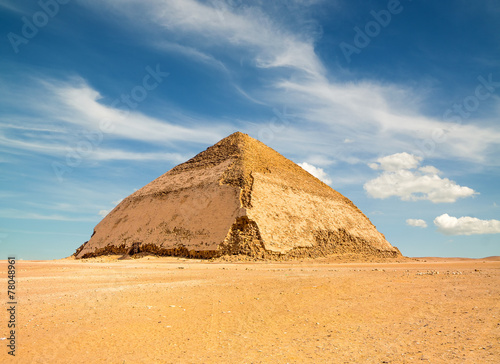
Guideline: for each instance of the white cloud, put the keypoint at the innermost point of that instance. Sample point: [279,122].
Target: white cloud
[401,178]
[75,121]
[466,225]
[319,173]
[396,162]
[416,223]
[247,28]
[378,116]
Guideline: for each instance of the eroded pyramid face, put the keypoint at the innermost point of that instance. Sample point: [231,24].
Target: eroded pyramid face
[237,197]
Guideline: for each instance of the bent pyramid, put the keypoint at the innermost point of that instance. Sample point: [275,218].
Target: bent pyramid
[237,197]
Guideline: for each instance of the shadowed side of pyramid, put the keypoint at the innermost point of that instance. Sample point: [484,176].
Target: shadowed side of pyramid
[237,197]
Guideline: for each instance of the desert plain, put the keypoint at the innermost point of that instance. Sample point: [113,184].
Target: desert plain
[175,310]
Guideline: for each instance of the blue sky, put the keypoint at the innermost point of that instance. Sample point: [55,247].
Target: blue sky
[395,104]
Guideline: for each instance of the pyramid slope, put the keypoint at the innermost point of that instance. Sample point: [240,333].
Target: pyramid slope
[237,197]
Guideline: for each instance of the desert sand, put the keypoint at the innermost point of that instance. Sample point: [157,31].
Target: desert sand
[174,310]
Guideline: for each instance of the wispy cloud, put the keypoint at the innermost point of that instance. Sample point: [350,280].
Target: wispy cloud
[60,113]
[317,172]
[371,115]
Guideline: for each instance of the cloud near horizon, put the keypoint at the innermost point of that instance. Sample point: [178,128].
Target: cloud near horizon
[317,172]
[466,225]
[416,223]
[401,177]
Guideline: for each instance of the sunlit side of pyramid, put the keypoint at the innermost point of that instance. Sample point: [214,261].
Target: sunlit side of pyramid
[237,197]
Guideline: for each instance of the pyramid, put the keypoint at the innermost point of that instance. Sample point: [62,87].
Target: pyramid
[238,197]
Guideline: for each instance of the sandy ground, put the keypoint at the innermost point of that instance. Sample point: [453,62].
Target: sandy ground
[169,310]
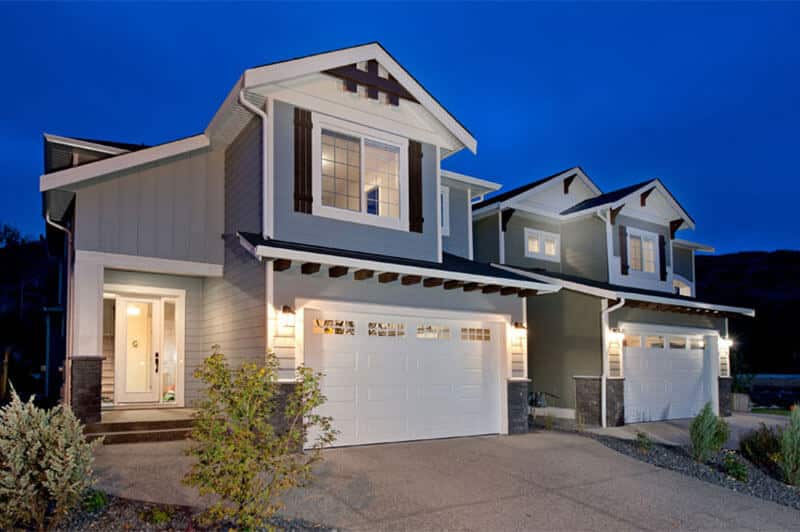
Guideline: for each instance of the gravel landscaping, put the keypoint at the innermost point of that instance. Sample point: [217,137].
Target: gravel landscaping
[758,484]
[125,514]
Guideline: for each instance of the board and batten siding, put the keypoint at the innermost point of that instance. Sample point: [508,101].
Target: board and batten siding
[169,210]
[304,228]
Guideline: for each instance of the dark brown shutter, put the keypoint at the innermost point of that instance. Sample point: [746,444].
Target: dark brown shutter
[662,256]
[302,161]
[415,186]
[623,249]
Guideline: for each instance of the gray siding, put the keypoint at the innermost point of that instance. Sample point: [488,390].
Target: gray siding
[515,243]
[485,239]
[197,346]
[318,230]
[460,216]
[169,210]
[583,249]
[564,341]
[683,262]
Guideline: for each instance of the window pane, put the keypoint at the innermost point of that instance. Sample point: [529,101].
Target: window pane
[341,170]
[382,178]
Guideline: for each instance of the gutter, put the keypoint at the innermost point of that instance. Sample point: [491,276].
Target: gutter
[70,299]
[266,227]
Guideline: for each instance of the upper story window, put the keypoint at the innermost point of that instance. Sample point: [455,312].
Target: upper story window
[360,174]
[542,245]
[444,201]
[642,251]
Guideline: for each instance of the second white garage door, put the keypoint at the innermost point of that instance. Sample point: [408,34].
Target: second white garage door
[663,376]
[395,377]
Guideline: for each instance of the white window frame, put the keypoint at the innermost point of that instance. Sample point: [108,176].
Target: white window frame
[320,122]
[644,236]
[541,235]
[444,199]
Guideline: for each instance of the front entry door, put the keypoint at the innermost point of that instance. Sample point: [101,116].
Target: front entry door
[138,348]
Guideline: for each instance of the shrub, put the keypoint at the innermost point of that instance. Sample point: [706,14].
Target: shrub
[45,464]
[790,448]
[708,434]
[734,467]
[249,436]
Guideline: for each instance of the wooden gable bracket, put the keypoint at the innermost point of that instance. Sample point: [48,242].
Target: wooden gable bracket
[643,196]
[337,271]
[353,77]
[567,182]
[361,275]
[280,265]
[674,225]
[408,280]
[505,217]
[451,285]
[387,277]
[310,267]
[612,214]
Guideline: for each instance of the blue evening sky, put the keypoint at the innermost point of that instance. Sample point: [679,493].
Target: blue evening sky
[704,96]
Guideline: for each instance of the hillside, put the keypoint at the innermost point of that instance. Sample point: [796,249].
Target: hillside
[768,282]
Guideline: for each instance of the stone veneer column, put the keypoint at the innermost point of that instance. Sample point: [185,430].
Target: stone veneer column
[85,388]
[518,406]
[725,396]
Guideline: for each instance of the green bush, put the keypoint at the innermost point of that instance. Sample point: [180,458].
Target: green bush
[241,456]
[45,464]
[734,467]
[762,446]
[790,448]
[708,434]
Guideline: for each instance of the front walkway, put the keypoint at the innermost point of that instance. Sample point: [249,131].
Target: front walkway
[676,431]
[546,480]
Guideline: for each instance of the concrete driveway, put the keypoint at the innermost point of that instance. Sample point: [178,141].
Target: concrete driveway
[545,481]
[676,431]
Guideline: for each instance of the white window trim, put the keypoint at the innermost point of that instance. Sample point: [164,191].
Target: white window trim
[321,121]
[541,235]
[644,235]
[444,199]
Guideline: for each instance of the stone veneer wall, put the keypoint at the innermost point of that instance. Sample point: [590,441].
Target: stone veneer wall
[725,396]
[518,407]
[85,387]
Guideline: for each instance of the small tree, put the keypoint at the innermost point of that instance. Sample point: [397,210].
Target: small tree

# Task
Scan the listing for the string "tree" and copy every line that carries it.

# Response area
Guideline: for each instance of the small tree, put the keypoint at the innermost point of that instance. Sample point: [397,210].
Target: small tree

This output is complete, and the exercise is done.